Given instruction 1:
Name every header field in the mailing-list reply about ampersands in URLs below, from the line starting "From:" through the line starting "Message-Id:".

Document section:
• • • • •
Re: [VE][325] Error Message Feedback from olivier Thereaux on 2006-11-27 (www-validator@w3.org from November 2006)

From: olivier Thereaux <ot@w3.org>
Date: Mon, 27 Nov 2006 15:58:15 +0900
To: neal.p.murphy@alum.wpi.edu
Cc: www-validator@w3.org
Message-Id: <33984906-D0DC-4882-959A-1E884DD24CCF@w3.org>

On Nov 27, 2006, at 14:13 , Neal Murphy wrote:
> Why does the use of plain & in URLs need to be fixed? Can you give  
> me one or
> more solid reasons why a browser should change an & that it knows  
> is inside
> an URL?

The simple reason why ampersands should be encoded is that the type  
of data for the value of href attributes is CDATA. CDATA can have  
entities (e.g &eacute;) and the ampersand is the delimiter for the  
beginning of an entity, which is why when you want to just write "&"  
you need to write it as "&amp;"
See also http://www.w3.org/TR/html4/appendix/notes.html#h-B.2.2

But let's go a little further and ask ourselves "why should entities  
be allowed in href?"
• • • • •
[Collected data entries]
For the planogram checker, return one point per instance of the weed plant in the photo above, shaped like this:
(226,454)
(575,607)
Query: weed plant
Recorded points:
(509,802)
• • • • •
Given instruction 2:
Convert the collected data entries listing above into a JSON list of strings, one string per line, omitting blank lines.

Written answer 1:
From, Date, To, Cc, Message-Id

Written answer 2:
[
  "For the planogram checker, return one point per instance of the weed plant in the photo above, shaped like this:",
  "(226,454)",
  "(575,607)",
  "Query: weed plant",
  "Recorded points:",
  "(509,802)"
]